_Task instructions_
Rewrite the rows from the line with "like [[10, 188]]." up to and including the line with "[[333, 196], [334, 146]]", putting "locator" wherever "pointer" appears and changing nothing else. Leave the pictures out of your answer.

Start Provided data

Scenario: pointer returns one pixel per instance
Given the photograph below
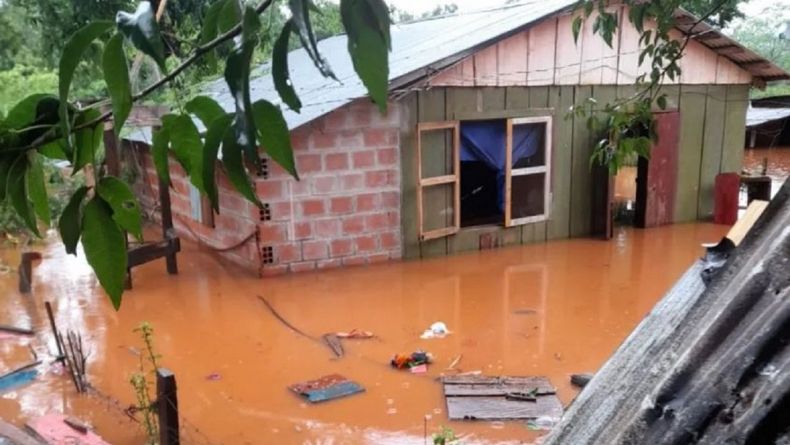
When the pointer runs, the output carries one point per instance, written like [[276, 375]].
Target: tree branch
[[196, 55]]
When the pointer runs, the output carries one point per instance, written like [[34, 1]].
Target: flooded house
[[476, 149]]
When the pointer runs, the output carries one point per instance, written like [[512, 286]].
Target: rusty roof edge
[[706, 28]]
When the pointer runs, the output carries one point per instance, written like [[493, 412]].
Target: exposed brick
[[341, 205], [323, 185], [274, 270], [323, 140], [269, 190], [329, 264], [304, 266], [336, 161], [352, 181], [313, 207], [390, 240], [355, 260], [379, 137], [387, 156], [378, 257], [308, 163], [390, 200], [315, 250], [363, 159], [367, 202], [273, 233], [288, 253], [377, 178], [353, 224], [366, 243], [377, 222], [303, 230], [341, 247], [327, 228]]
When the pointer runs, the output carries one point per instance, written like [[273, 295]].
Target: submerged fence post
[[167, 406]]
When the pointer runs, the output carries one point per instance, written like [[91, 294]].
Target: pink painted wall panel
[[512, 60], [540, 58]]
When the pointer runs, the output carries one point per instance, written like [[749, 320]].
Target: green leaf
[[662, 101], [86, 140], [368, 48], [576, 27], [234, 166], [214, 135], [116, 75], [301, 20], [79, 42], [125, 208], [186, 144], [229, 16], [24, 113], [37, 188], [16, 187], [206, 109], [105, 248], [159, 152], [274, 136], [280, 74], [70, 223], [142, 30], [237, 75], [209, 31]]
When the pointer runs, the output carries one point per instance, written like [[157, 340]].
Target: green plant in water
[[142, 385], [445, 437]]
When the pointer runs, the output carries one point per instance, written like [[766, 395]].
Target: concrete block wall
[[344, 210]]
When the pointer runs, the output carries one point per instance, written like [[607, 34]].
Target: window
[[528, 173], [438, 189], [480, 172]]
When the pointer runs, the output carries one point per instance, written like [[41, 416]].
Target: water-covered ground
[[549, 309]]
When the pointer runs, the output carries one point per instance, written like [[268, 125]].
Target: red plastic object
[[725, 201]]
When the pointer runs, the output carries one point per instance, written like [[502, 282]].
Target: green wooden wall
[[711, 141]]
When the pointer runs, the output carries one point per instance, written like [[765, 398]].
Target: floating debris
[[326, 388]]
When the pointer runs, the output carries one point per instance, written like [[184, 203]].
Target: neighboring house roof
[[758, 116]]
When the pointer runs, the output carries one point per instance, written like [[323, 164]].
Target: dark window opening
[[479, 195]]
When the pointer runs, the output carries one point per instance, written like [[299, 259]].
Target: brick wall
[[344, 211]]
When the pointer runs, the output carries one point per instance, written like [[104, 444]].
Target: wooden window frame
[[454, 179], [510, 172]]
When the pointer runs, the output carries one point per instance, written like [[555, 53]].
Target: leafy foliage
[[626, 127], [54, 126]]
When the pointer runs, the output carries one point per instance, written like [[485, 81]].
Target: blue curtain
[[484, 141]]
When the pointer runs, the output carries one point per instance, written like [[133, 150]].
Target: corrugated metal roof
[[414, 46], [759, 116]]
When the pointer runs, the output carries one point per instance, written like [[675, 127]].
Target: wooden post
[[167, 406], [26, 271]]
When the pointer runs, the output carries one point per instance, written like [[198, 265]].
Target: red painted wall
[[345, 210]]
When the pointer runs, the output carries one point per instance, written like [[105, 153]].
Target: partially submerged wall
[[345, 210], [712, 129]]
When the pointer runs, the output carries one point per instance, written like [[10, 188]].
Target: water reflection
[[552, 309]]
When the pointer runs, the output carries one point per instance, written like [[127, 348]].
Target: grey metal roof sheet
[[759, 116], [414, 46]]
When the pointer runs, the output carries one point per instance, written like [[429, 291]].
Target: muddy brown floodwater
[[550, 309]]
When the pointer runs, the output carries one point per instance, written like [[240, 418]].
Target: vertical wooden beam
[[167, 407]]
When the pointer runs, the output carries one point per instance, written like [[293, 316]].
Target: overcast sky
[[753, 7]]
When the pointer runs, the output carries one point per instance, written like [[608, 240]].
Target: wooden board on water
[[486, 398]]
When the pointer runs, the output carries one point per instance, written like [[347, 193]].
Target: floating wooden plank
[[475, 397], [326, 388], [52, 429]]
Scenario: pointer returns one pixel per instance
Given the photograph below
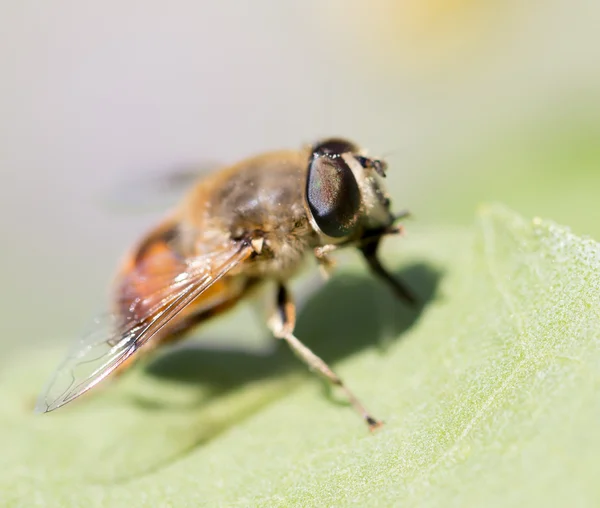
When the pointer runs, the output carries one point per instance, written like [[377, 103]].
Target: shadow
[[348, 314]]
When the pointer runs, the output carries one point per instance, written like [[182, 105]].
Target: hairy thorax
[[264, 198]]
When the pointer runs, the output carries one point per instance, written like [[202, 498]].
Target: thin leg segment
[[369, 251], [282, 325]]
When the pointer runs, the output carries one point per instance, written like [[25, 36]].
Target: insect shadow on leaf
[[348, 314]]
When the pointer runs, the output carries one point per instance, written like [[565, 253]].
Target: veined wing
[[115, 337]]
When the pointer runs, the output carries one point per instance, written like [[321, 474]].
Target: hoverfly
[[237, 228]]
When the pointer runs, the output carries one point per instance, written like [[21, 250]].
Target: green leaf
[[490, 394]]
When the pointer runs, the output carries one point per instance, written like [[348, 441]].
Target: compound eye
[[333, 196], [334, 146]]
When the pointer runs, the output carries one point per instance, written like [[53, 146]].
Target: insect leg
[[369, 251], [282, 325]]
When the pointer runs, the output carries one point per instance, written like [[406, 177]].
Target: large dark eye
[[333, 195], [334, 146]]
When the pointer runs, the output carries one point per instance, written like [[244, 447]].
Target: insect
[[256, 221]]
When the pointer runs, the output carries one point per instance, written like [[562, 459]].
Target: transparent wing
[[114, 337]]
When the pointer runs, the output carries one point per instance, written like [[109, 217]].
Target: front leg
[[282, 325], [369, 251]]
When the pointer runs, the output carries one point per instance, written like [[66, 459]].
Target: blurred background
[[470, 100]]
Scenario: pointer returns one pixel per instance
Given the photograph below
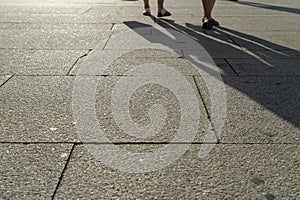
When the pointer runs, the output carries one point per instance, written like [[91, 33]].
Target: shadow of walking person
[[262, 81]]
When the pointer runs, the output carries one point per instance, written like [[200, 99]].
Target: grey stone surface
[[256, 50], [66, 36], [37, 109], [4, 78], [239, 171], [31, 171], [38, 62], [141, 101], [259, 109], [44, 110], [266, 66]]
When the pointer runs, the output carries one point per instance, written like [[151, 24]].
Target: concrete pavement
[[92, 93]]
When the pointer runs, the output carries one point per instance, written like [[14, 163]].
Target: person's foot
[[208, 23], [147, 12], [214, 22], [163, 13]]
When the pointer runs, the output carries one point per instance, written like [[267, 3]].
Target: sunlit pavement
[[100, 102]]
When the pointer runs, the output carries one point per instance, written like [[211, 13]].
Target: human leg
[[161, 11], [147, 10], [208, 21]]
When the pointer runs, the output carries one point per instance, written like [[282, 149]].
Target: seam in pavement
[[77, 60], [149, 143], [231, 67], [206, 110], [62, 174], [7, 80], [106, 42], [87, 10]]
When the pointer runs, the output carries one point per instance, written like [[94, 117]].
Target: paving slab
[[120, 62], [41, 9], [31, 171], [37, 36], [267, 66], [176, 119], [38, 62], [4, 79], [259, 109], [239, 171], [39, 109]]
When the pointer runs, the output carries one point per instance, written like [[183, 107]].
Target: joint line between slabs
[[206, 110], [62, 174], [7, 80], [231, 67]]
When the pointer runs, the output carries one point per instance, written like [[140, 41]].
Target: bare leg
[[208, 6], [160, 5], [146, 4]]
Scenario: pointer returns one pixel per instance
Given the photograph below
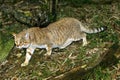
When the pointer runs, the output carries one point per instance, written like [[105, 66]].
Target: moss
[[4, 50]]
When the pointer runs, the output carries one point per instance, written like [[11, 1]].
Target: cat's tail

End Provided data

_Answer to this problem_
When the locator runs, the output carries one point per instance, written like [[10, 188]].
Target: water reflection
[[552, 309]]
When the locator runs, the output carries one point per instance, written like [[127, 348]].
Target: grey metal roof sheet
[[759, 116], [414, 46]]
When the locator runs, the output carries one point per instance, written like [[429, 291]].
Target: muddy brown floodwater
[[550, 309]]
When the locator runs, the output carries one point per instance, written like [[240, 418]].
Target: vertical wooden beam
[[167, 407]]
When the locator runs, the output carries one point per instance, written like [[293, 316]].
Target: overcast sky
[[753, 7]]
When the locator runs, the output carries one point per instance, written like [[608, 240]].
Target: wooden board on water
[[486, 398]]
When the locator runs, the output carries one point per instance, written like [[347, 193]].
Target: floating wooden plank
[[475, 397], [326, 388], [52, 429]]
Scenario: locator returns one pixel per instance
Given the photograph below
When the locator runs, the output carries one point per instance, written like [[377, 103]].
Target: shadow
[[348, 314]]
When the locator runs, the output carries one point per instance, written like [[182, 105]].
Target: hairy thorax
[[264, 198]]
When the locator runs, the output carries one point per instance, written like [[202, 498]].
Target: thin leg segment
[[369, 251], [282, 325]]
When the locator runs, the output carries one point per instance, written like [[25, 36]].
Target: insect shadow on leaf
[[348, 314]]
When the locator runs, the output carries one point per instance, written like [[565, 253]].
Target: veined wing
[[115, 337]]
When the locator runs, the output carries one point per instance, written like [[321, 474]].
Target: hoverfly
[[237, 228]]
When the locator runs, the output carries one point per instance, written like [[21, 250]].
Target: green leaf
[[490, 394]]
When the locator runs, the output carries one point per instance, written like [[348, 441]].
Target: compound eye
[[333, 196], [334, 146]]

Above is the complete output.